[YOUR INSTRUCTIONS]
Transcribe the entries below exactly, starting with the line that has "target | chrome door handle" and stopping after the line that has "target | cream vintage car"; no pictures belong in the copy.
##### RECORDS FOR THE EXERCISE
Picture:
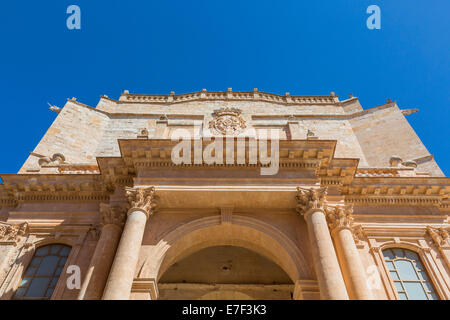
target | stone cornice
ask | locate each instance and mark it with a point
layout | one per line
(337, 116)
(440, 236)
(229, 96)
(142, 199)
(112, 215)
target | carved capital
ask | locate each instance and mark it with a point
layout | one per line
(11, 232)
(339, 217)
(114, 215)
(440, 236)
(308, 199)
(143, 199)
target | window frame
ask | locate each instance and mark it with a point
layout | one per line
(34, 276)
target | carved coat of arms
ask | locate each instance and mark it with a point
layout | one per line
(227, 121)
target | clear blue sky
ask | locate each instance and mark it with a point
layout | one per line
(301, 47)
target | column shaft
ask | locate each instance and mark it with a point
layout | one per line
(331, 283)
(120, 280)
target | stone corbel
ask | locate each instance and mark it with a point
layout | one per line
(440, 236)
(144, 289)
(112, 215)
(308, 199)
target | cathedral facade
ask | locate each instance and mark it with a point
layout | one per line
(226, 195)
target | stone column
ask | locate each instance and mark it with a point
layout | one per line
(120, 280)
(340, 222)
(310, 204)
(113, 219)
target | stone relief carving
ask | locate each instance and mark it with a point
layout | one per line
(227, 121)
(340, 217)
(10, 232)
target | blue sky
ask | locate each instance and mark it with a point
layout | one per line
(301, 47)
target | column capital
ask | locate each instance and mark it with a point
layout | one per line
(142, 199)
(112, 215)
(309, 199)
(339, 217)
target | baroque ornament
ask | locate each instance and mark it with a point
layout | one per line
(227, 121)
(308, 199)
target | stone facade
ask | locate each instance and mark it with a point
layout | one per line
(351, 184)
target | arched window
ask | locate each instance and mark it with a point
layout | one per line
(409, 275)
(40, 278)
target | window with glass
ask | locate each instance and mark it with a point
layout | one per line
(40, 278)
(409, 275)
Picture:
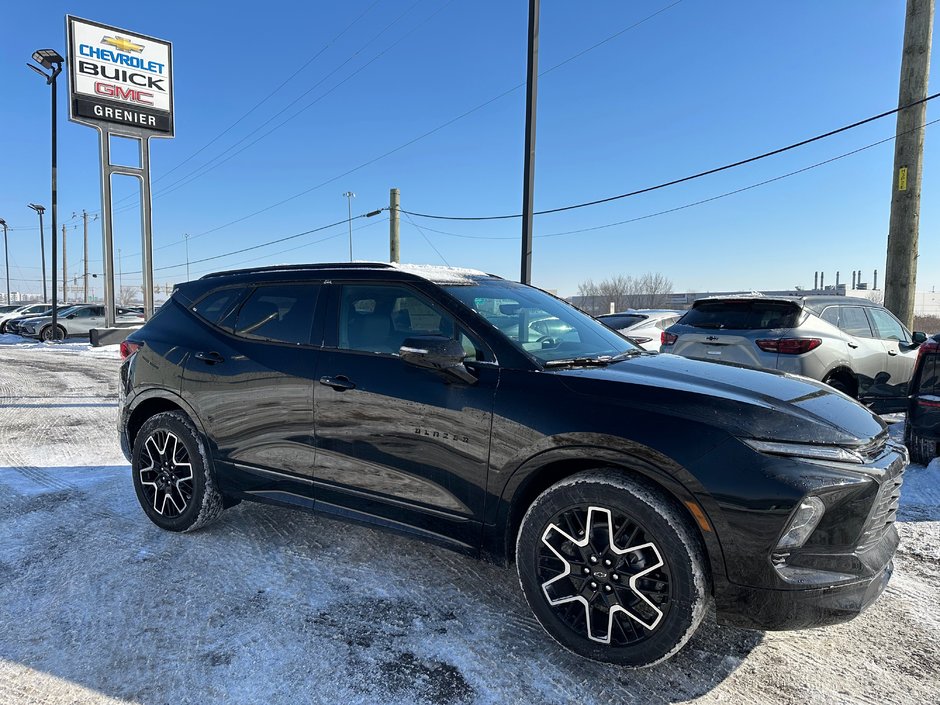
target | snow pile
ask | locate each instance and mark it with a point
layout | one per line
(75, 346)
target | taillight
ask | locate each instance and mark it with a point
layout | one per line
(931, 346)
(128, 348)
(789, 346)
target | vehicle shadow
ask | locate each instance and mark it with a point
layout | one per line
(281, 606)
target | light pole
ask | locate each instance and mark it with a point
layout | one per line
(6, 257)
(42, 247)
(349, 196)
(51, 60)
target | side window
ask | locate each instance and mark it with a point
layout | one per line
(216, 304)
(379, 317)
(887, 326)
(281, 313)
(831, 315)
(854, 321)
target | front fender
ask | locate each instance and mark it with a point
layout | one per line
(560, 456)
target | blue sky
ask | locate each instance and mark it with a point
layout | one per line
(698, 85)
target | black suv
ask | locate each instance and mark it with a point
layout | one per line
(631, 489)
(922, 428)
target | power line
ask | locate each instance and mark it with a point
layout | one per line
(687, 205)
(427, 239)
(684, 179)
(218, 160)
(439, 127)
(344, 221)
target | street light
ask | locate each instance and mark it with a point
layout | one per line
(42, 247)
(6, 257)
(51, 59)
(349, 196)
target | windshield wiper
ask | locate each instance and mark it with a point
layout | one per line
(599, 361)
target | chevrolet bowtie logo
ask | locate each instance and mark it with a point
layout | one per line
(122, 44)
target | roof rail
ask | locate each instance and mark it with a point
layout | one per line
(293, 267)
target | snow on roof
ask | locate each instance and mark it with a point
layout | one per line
(442, 275)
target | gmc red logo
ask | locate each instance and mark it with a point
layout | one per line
(130, 94)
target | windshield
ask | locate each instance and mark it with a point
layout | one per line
(539, 324)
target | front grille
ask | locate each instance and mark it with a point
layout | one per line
(883, 513)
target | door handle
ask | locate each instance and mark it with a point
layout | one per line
(210, 358)
(340, 383)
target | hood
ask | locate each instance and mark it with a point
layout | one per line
(748, 403)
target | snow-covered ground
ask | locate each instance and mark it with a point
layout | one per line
(276, 606)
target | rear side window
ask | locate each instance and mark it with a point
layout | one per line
(852, 320)
(930, 377)
(743, 315)
(281, 313)
(216, 304)
(887, 326)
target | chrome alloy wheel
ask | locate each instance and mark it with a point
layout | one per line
(603, 576)
(167, 481)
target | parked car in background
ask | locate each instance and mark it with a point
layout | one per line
(853, 345)
(78, 320)
(922, 426)
(393, 395)
(22, 311)
(643, 326)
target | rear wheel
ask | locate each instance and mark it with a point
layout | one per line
(840, 385)
(922, 449)
(611, 569)
(173, 477)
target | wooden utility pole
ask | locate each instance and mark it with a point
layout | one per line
(528, 167)
(901, 271)
(65, 269)
(85, 252)
(394, 241)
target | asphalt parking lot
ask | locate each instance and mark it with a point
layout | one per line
(97, 605)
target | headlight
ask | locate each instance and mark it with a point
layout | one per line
(804, 450)
(804, 522)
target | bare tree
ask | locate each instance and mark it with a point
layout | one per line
(128, 295)
(650, 290)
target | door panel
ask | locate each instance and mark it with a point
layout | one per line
(395, 442)
(254, 393)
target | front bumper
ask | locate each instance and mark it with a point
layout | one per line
(756, 608)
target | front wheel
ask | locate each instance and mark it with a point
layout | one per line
(173, 477)
(612, 569)
(46, 333)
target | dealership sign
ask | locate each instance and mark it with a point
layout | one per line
(119, 80)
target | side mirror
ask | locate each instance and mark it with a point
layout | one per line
(437, 353)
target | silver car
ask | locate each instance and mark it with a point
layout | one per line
(854, 345)
(643, 326)
(79, 320)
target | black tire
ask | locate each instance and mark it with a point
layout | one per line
(173, 477)
(46, 333)
(657, 594)
(922, 449)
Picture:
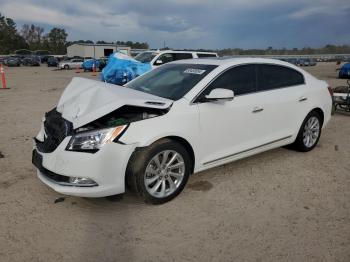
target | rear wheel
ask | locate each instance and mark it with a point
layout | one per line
(159, 172)
(309, 133)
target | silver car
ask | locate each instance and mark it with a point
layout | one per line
(69, 64)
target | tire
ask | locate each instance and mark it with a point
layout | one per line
(142, 170)
(304, 144)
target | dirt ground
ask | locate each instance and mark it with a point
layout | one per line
(277, 206)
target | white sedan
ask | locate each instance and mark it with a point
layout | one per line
(179, 119)
(71, 64)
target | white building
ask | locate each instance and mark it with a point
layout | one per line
(95, 50)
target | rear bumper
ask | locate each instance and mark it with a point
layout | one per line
(106, 167)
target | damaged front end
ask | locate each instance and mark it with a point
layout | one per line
(95, 113)
(92, 136)
(123, 116)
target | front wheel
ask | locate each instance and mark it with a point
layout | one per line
(309, 133)
(159, 172)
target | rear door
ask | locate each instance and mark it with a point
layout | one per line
(283, 99)
(230, 127)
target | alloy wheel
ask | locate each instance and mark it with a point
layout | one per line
(164, 173)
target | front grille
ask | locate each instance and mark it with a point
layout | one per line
(37, 161)
(56, 130)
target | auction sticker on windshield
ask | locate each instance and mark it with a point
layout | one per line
(194, 71)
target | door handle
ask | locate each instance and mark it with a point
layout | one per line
(303, 98)
(257, 109)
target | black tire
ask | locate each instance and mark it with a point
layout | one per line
(299, 143)
(135, 173)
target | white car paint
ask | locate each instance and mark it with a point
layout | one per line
(86, 100)
(218, 132)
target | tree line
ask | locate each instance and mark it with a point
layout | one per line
(33, 37)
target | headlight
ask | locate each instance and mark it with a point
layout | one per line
(92, 141)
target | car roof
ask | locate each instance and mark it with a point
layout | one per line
(222, 61)
(177, 51)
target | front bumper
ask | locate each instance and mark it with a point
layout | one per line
(106, 167)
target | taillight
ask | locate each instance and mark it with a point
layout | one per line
(330, 90)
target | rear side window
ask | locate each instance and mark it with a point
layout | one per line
(274, 76)
(241, 80)
(205, 55)
(180, 56)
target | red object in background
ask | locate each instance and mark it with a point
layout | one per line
(3, 79)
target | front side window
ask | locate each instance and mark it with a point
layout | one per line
(171, 81)
(240, 79)
(180, 56)
(274, 76)
(201, 55)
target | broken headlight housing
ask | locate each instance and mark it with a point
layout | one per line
(92, 141)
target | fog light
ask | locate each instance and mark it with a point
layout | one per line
(81, 181)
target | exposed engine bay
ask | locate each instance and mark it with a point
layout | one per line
(123, 115)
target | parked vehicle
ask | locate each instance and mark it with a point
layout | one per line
(31, 61)
(341, 98)
(99, 64)
(304, 62)
(12, 61)
(52, 61)
(178, 119)
(157, 58)
(73, 63)
(344, 71)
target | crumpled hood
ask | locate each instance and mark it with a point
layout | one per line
(85, 100)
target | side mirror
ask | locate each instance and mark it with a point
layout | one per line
(220, 94)
(159, 62)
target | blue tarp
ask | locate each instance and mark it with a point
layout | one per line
(121, 68)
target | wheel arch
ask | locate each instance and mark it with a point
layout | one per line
(187, 146)
(320, 112)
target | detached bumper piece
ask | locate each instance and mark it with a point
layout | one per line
(37, 160)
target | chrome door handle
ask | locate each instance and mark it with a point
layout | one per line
(303, 98)
(257, 109)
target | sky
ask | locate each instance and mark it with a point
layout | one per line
(208, 24)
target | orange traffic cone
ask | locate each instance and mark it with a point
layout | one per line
(77, 69)
(3, 78)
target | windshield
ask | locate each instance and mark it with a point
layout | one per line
(171, 81)
(145, 57)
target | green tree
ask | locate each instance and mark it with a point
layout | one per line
(10, 40)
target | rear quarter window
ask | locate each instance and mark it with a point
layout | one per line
(275, 76)
(205, 55)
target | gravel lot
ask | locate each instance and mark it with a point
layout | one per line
(277, 206)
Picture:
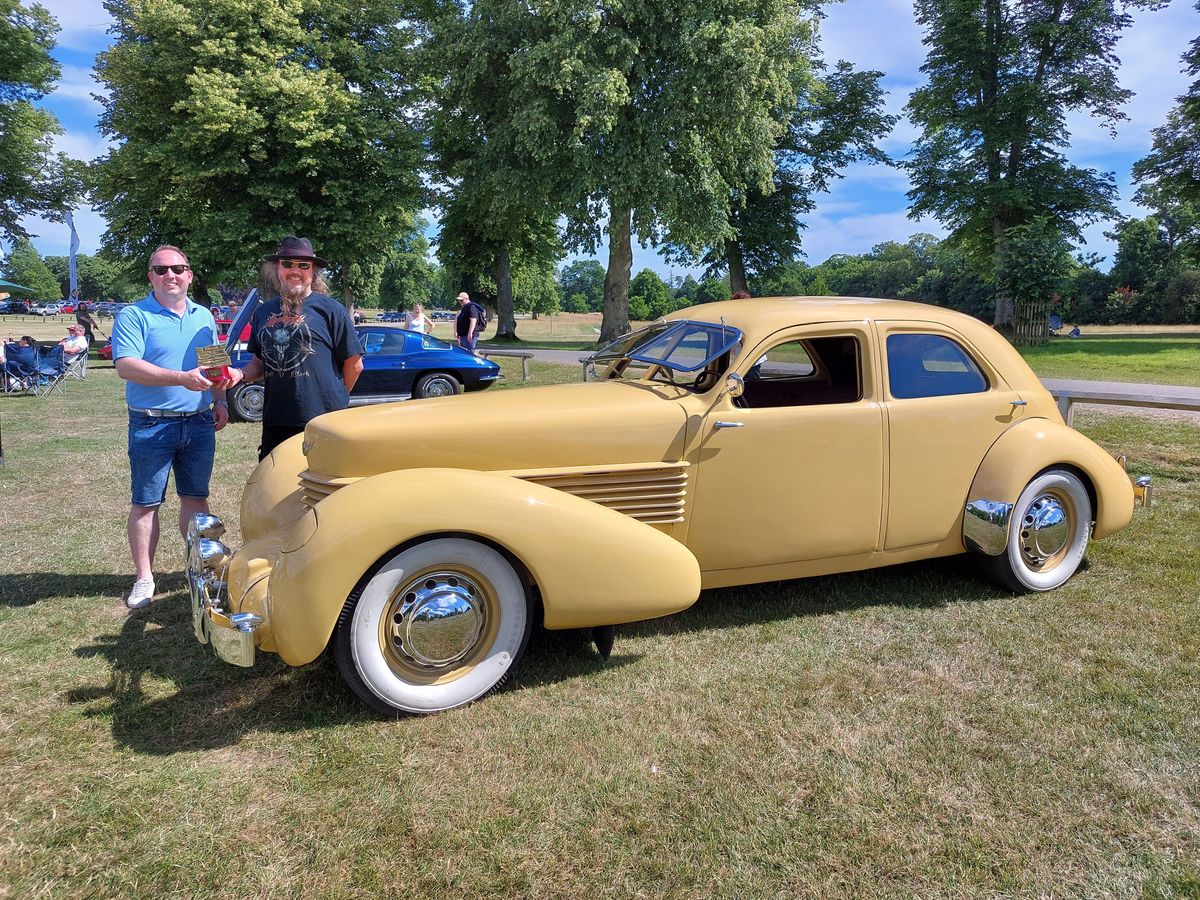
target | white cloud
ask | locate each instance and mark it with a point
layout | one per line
(84, 23)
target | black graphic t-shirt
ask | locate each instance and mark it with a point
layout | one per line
(303, 358)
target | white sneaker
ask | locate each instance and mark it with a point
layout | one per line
(141, 594)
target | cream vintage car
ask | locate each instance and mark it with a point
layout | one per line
(732, 443)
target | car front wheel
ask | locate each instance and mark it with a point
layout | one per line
(438, 384)
(1048, 534)
(438, 625)
(246, 402)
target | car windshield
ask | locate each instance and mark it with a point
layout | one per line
(682, 353)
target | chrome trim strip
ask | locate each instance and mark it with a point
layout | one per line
(985, 526)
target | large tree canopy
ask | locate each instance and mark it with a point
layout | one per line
(647, 114)
(1174, 162)
(1002, 77)
(34, 180)
(243, 121)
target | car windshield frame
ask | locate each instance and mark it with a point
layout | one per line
(663, 342)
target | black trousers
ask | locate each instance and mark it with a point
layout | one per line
(274, 436)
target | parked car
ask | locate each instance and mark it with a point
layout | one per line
(396, 365)
(732, 443)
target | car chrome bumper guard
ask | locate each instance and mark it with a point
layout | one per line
(232, 636)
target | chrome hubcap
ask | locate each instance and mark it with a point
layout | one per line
(1045, 529)
(437, 621)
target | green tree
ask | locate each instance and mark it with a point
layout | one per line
(1002, 78)
(34, 179)
(408, 274)
(241, 121)
(1174, 160)
(24, 265)
(837, 119)
(586, 277)
(1039, 263)
(647, 114)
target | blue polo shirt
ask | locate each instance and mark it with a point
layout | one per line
(150, 331)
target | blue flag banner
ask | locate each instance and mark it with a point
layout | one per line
(72, 271)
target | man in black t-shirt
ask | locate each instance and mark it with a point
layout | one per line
(304, 347)
(467, 324)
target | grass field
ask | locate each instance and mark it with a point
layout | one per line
(906, 732)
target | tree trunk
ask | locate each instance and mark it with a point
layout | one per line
(737, 265)
(201, 291)
(505, 321)
(1006, 305)
(616, 280)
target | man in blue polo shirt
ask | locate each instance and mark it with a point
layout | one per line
(173, 417)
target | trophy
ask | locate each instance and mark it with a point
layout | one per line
(215, 361)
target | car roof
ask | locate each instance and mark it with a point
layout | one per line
(760, 318)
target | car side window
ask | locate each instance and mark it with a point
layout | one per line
(930, 366)
(814, 371)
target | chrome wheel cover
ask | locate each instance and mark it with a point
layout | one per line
(438, 388)
(1045, 532)
(438, 624)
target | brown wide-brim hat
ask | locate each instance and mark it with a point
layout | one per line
(297, 249)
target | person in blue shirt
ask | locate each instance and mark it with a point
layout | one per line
(174, 409)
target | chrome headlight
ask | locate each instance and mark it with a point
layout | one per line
(204, 525)
(211, 556)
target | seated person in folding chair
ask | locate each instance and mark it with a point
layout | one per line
(75, 349)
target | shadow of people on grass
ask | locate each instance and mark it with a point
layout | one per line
(215, 705)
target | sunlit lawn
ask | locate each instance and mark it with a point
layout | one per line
(907, 732)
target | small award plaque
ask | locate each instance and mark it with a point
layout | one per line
(215, 361)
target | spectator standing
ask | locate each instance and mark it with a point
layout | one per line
(85, 321)
(303, 345)
(467, 324)
(173, 418)
(417, 321)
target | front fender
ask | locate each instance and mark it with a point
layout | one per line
(1036, 444)
(592, 565)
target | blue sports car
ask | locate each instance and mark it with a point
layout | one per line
(396, 365)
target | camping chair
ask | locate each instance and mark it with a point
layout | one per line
(19, 370)
(52, 371)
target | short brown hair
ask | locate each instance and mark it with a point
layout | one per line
(167, 246)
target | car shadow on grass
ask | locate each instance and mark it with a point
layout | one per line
(215, 705)
(923, 585)
(29, 588)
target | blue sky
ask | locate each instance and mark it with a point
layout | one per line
(863, 209)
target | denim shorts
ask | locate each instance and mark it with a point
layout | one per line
(185, 444)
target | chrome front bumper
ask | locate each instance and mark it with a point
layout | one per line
(232, 636)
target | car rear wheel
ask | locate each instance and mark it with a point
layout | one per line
(438, 384)
(1048, 534)
(246, 402)
(438, 625)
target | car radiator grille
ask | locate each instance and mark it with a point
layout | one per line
(654, 493)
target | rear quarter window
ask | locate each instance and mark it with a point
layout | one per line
(930, 366)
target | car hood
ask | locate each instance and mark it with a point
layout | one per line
(585, 424)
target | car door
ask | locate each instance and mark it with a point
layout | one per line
(945, 407)
(383, 363)
(792, 469)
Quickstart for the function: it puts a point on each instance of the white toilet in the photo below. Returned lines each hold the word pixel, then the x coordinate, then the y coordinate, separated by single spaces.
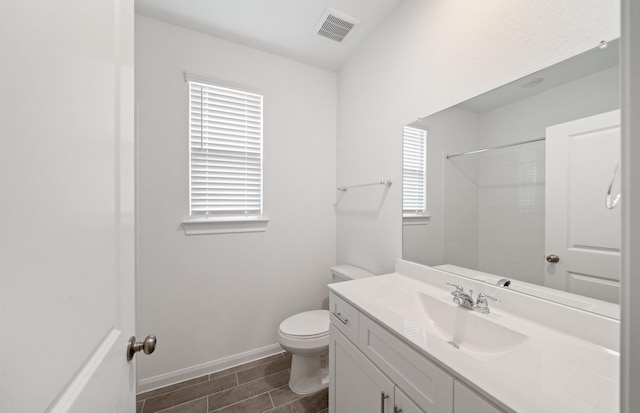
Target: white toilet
pixel 306 337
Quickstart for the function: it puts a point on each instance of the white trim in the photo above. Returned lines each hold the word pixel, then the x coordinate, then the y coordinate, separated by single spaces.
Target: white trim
pixel 629 304
pixel 192 77
pixel 181 375
pixel 416 219
pixel 67 399
pixel 203 226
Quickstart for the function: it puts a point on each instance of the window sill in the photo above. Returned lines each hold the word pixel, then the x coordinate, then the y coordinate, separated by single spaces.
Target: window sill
pixel 416 220
pixel 203 226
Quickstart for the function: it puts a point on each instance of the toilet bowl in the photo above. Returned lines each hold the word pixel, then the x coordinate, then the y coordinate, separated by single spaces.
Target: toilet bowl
pixel 306 336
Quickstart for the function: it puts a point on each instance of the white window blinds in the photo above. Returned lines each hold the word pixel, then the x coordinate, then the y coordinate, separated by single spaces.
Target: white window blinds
pixel 414 177
pixel 225 148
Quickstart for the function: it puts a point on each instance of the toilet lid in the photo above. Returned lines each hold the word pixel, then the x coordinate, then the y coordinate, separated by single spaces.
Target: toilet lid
pixel 309 323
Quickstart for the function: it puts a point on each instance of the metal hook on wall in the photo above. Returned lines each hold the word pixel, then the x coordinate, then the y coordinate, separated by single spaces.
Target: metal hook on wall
pixel 609 202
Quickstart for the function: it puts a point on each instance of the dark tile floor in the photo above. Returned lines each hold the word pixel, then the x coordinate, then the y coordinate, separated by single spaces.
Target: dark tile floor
pixel 258 386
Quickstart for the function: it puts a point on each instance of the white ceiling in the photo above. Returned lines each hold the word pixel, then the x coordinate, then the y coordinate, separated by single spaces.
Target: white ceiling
pixel 283 27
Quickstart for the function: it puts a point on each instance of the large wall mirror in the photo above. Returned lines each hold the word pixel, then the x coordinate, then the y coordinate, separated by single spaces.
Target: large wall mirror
pixel 519 186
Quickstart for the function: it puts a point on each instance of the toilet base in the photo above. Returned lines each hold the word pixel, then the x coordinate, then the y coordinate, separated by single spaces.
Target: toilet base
pixel 309 373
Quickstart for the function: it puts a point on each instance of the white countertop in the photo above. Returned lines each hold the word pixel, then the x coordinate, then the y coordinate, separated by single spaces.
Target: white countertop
pixel 551 371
##########
[RESPONSE TO THE TASK]
target | chrome door handle
ask | locate each instance and mark it with a point
layout | one per line
(303, 98)
(257, 109)
target | sky
ask | locate each instance and mark it with a point
layout | one per line
(208, 24)
target | orange traffic cone
ask | locate each instance and mark it with a point
layout | one per line
(77, 69)
(3, 78)
target | windshield
ask | locate each instance and mark it with a point
layout | one per line
(171, 81)
(145, 57)
target | green tree
ask | locate each instance and mark it with a point
layout | one per line
(10, 40)
target | rear quarter window
ask | locate each instance and mark it with a point
layout | one per line
(275, 76)
(205, 55)
target | gravel lot
ask | locate each instance and mark it with a point
layout | one per line
(277, 206)
Picture:
target | white cloud
ask | locate each instance and mark it with a point
layout | one per line
(84, 23)
target | black graphic t-shirt
ask | locate each instance and mark it with a point
layout | one per line
(303, 358)
target | white sneaker
ask | locate each instance and mark it with a point
layout | one per line
(141, 594)
target | cream vintage car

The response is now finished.